YOUR ASSIGNMENT: Each entry, from beginning to end, is to be transcribed verbatim.

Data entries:
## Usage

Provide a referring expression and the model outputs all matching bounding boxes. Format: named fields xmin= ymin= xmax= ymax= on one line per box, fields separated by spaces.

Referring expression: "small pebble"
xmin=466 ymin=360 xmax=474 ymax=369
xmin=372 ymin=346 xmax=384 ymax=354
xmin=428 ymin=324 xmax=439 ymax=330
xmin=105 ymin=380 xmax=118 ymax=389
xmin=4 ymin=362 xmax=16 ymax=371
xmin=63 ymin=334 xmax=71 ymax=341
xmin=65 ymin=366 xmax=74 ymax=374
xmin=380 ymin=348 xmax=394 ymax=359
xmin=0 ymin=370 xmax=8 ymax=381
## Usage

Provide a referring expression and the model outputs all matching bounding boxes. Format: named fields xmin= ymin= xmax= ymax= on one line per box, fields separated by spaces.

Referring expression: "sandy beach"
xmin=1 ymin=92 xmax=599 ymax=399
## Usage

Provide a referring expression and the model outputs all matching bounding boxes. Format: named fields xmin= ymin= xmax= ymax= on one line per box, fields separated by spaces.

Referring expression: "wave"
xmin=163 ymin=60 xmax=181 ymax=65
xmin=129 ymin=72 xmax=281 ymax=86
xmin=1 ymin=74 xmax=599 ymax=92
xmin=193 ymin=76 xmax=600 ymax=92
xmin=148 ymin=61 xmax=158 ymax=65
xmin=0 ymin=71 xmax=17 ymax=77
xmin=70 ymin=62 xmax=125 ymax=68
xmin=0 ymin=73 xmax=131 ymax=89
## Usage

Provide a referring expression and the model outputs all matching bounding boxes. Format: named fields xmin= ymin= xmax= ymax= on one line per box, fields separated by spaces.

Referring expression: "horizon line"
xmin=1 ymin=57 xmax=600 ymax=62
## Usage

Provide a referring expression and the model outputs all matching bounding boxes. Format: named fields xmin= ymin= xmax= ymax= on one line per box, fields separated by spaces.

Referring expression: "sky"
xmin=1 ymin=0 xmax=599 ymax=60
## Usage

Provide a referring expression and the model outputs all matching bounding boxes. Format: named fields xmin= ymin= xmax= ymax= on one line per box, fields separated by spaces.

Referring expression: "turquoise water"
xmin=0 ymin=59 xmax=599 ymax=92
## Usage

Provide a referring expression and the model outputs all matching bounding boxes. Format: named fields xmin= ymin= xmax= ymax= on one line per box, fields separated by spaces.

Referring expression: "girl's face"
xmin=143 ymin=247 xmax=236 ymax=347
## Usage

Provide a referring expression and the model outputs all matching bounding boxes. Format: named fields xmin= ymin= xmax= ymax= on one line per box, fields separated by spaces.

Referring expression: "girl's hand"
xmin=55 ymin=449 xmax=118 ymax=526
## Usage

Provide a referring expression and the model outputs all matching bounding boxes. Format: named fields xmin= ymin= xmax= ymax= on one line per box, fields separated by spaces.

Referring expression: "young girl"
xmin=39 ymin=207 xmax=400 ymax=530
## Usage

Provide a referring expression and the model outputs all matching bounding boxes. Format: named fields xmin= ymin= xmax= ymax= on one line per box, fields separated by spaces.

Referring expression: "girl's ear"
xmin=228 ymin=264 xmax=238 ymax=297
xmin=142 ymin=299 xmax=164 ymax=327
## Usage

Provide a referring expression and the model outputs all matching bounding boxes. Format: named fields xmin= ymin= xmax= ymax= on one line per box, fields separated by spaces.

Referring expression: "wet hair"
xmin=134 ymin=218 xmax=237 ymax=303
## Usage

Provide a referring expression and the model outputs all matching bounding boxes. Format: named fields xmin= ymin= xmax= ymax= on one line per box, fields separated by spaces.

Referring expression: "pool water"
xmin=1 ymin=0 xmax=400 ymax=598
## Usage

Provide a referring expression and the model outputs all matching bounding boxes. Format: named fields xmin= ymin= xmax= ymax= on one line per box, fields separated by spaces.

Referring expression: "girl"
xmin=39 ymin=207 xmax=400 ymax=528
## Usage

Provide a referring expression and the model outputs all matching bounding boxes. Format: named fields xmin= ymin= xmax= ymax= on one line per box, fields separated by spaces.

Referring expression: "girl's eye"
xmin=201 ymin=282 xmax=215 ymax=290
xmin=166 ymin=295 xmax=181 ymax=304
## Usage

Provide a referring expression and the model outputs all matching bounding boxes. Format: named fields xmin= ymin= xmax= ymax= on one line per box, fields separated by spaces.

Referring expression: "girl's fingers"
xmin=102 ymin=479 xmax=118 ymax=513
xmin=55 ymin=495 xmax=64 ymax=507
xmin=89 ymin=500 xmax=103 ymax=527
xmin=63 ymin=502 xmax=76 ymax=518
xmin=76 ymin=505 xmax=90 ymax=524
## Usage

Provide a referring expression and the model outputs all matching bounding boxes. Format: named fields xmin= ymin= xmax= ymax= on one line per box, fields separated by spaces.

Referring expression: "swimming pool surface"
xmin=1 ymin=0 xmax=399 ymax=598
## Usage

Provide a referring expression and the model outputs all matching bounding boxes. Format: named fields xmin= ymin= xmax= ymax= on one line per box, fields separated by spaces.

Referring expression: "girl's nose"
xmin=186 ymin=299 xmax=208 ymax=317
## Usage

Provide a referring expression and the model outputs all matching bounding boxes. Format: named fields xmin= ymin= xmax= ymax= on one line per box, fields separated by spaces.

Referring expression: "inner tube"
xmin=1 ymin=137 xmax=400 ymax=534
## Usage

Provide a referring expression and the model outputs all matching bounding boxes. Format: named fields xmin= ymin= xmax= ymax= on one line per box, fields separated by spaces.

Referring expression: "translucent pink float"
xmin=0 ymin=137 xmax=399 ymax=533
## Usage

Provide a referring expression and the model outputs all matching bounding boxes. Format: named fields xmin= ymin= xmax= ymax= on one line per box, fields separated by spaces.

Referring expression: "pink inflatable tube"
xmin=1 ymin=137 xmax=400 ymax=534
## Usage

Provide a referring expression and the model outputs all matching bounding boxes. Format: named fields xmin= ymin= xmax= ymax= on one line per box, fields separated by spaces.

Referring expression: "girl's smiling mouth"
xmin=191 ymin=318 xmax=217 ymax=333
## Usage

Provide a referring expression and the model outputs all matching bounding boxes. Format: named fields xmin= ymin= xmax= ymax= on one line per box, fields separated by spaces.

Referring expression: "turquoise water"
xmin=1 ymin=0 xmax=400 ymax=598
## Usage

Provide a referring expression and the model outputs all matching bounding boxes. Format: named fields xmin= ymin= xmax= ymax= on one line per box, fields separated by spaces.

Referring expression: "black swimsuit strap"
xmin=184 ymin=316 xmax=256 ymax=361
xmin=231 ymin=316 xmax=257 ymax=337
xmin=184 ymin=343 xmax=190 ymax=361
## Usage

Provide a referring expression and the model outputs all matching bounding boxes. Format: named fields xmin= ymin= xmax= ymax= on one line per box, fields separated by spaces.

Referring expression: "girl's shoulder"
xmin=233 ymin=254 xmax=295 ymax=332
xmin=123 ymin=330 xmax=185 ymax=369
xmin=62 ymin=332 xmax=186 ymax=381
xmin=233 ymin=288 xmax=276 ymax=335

WRITTEN SOLUTION:
## Usage

Provide a referring expression and the model outputs all matching bounding boxes. Format: named fields xmin= ymin= xmax= ymax= on one line per box, fields separated by spaces.

Referring expression: "small pebble"
xmin=466 ymin=360 xmax=474 ymax=369
xmin=372 ymin=346 xmax=384 ymax=354
xmin=428 ymin=324 xmax=439 ymax=330
xmin=105 ymin=380 xmax=118 ymax=389
xmin=4 ymin=362 xmax=16 ymax=371
xmin=63 ymin=334 xmax=71 ymax=341
xmin=65 ymin=366 xmax=74 ymax=374
xmin=380 ymin=348 xmax=394 ymax=359
xmin=0 ymin=370 xmax=8 ymax=381
## Usage

Provide a referring expression and the model outputs all matching bounding boxes. Format: named fields xmin= ymin= xmax= ymax= on one line per box, fields separated by spaces.

Referring expression: "sandy beach"
xmin=1 ymin=92 xmax=599 ymax=399
## Usage

Provide a referring expression and the model outputs all matching bounding boxes. Format: named fields xmin= ymin= xmax= ymax= on one line per box, fields separated by spaces.

Referring expression: "wave"
xmin=163 ymin=60 xmax=181 ymax=65
xmin=129 ymin=72 xmax=281 ymax=86
xmin=1 ymin=74 xmax=599 ymax=92
xmin=193 ymin=76 xmax=600 ymax=92
xmin=148 ymin=61 xmax=158 ymax=65
xmin=0 ymin=71 xmax=17 ymax=77
xmin=70 ymin=62 xmax=125 ymax=68
xmin=0 ymin=73 xmax=131 ymax=89
## Usage

Provide a referring expression and the model outputs all matching bounding boxes. Format: named fields xmin= ymin= xmax= ymax= on one line per box, fields separated by spaces.

Referring expression: "horizon line"
xmin=1 ymin=57 xmax=600 ymax=62
## Usage

Provide a referring expression and the model outputs all matching bounding boxes. Format: named fields xmin= ymin= xmax= ymax= on one line per box, fields separated by spaces.

Referring expression: "sky"
xmin=1 ymin=0 xmax=599 ymax=60
## Usage

Provide a referring expression and the model outputs all matching bounding boxes. Format: named fields xmin= ymin= xmax= ymax= on one line per box, fields separated by spaces.

Referring expression: "turquoise water"
xmin=0 ymin=59 xmax=599 ymax=92
## Usage

Provide a referring expression and the model outputs all matching bounding boxes. Format: named fields xmin= ymin= xmax= ymax= on one line per box, fields separated by spaces.

Referring expression: "girl's face"
xmin=143 ymin=247 xmax=236 ymax=347
## Usage

Provide a referring expression and the model outputs all matching bounding boxes. Format: named fields xmin= ymin= xmax= ymax= on one line per box, fields separated by spaces.

Referring expression: "girl's hand"
xmin=55 ymin=449 xmax=118 ymax=526
## Usage

Provide a referring expression and the model outputs all matching bounding boxes. Format: named fields xmin= ymin= xmax= ymax= on one line per box, fields separated by spaces.

Referring expression: "young girl"
xmin=39 ymin=207 xmax=400 ymax=530
## Usage

Provide a referring expression and the model outputs all matching bounding boxes. Format: named fields xmin= ymin= xmax= ymax= on one line per box, fields separated by spaces.

Referring expression: "girl's ear"
xmin=228 ymin=264 xmax=238 ymax=297
xmin=142 ymin=299 xmax=164 ymax=327
## Usage

Provide a referring expression and the model outputs all matching bounding boxes. Format: named fields xmin= ymin= xmax= ymax= on one line per box, fields separated by spaces.

Referring expression: "wet hair"
xmin=134 ymin=218 xmax=237 ymax=303
## Usage

Provide a referring expression and the model outputs all matching bounding boxes. Format: named fields xmin= ymin= xmax= ymax= on one line per box, fields separated by spaces.

Referring expression: "pool water"
xmin=1 ymin=0 xmax=400 ymax=598
## Usage

Provide a referring expression and the model outputs all matching bounding boxes. Format: named fields xmin= ymin= xmax= ymax= on one line per box, fields separated by spaces.

Referring expression: "girl"
xmin=39 ymin=207 xmax=400 ymax=528
## Usage

Provide a referring expression and the model outputs all matching bounding boxes. Format: named fields xmin= ymin= xmax= ymax= on one line per box, fields separated by spaces.

Referring expression: "girl's eye"
xmin=201 ymin=282 xmax=215 ymax=290
xmin=166 ymin=295 xmax=181 ymax=304
## Usage

Provide a referring expression and the model outputs all matching bounding boxes. Format: named fields xmin= ymin= xmax= ymax= on one line per box, fields separated by spaces.

Referring expression: "girl's fingers"
xmin=102 ymin=479 xmax=118 ymax=513
xmin=55 ymin=495 xmax=64 ymax=507
xmin=89 ymin=500 xmax=103 ymax=527
xmin=63 ymin=502 xmax=76 ymax=518
xmin=76 ymin=505 xmax=90 ymax=524
## Usage

Provide a referring expression and the model outputs all matching bounding boxes. Format: named fields xmin= ymin= xmax= ymax= on one line per box, fields separated by spaces.

Referring expression: "swimming pool surface"
xmin=1 ymin=0 xmax=399 ymax=598
## Usage

Provide a referring expression and the model outputs all matching bounding boxes. Format: named fields xmin= ymin= xmax= ymax= on one line per box, fields separated by spaces.

Referring expression: "girl's nose"
xmin=186 ymin=299 xmax=208 ymax=317
## Usage

Provide a referring expression and the model outputs all matching bounding boxes. Format: named fields xmin= ymin= xmax= ymax= on one line per box, fields separated by spaces.

Referring expression: "inner tube"
xmin=1 ymin=137 xmax=400 ymax=534
## Usage

Provide a referring expression and the model outputs all matching bounding boxes. Format: named fields xmin= ymin= xmax= ymax= on one line per box, fields separated by spaces.

Referring expression: "translucent pink float"
xmin=0 ymin=137 xmax=399 ymax=533
## Usage

Provide a referring expression and the model outputs all matching bounding boxes. Format: named fields xmin= ymin= xmax= ymax= on one line per box, fields separated by spaces.

Referring expression: "pink inflatable tube"
xmin=1 ymin=137 xmax=400 ymax=534
## Usage

Provide a referring expression and the model outputs all matching bounding boxes. Format: named fields xmin= ymin= xmax= ymax= on one line per box, fields separated by spaces.

Referring expression: "girl's smiling mouth"
xmin=191 ymin=318 xmax=217 ymax=333
## Usage

Provide a referring expression and the model outputs all matching bounding boxes. Format: named fields xmin= ymin= xmax= ymax= on one line per box, fields separated by spaces.

Referring expression: "turquoise water"
xmin=1 ymin=0 xmax=400 ymax=598
## Usage

Provide a referring expression and the model outputs all matching bounding boxes. Format: named fields xmin= ymin= xmax= ymax= on one line per box, fields separated by spaces.

Referring expression: "black swimsuit strap"
xmin=184 ymin=316 xmax=256 ymax=361
xmin=231 ymin=316 xmax=257 ymax=337
xmin=184 ymin=343 xmax=190 ymax=361
## Usage

Provide a referring expression and the model outputs all matching bounding boxes. Format: named fields xmin= ymin= xmax= ymax= on one line per box, fields separated by spaces.

Referring expression: "girl's shoulder"
xmin=233 ymin=254 xmax=295 ymax=332
xmin=123 ymin=330 xmax=185 ymax=369
xmin=62 ymin=332 xmax=186 ymax=381
xmin=233 ymin=288 xmax=276 ymax=335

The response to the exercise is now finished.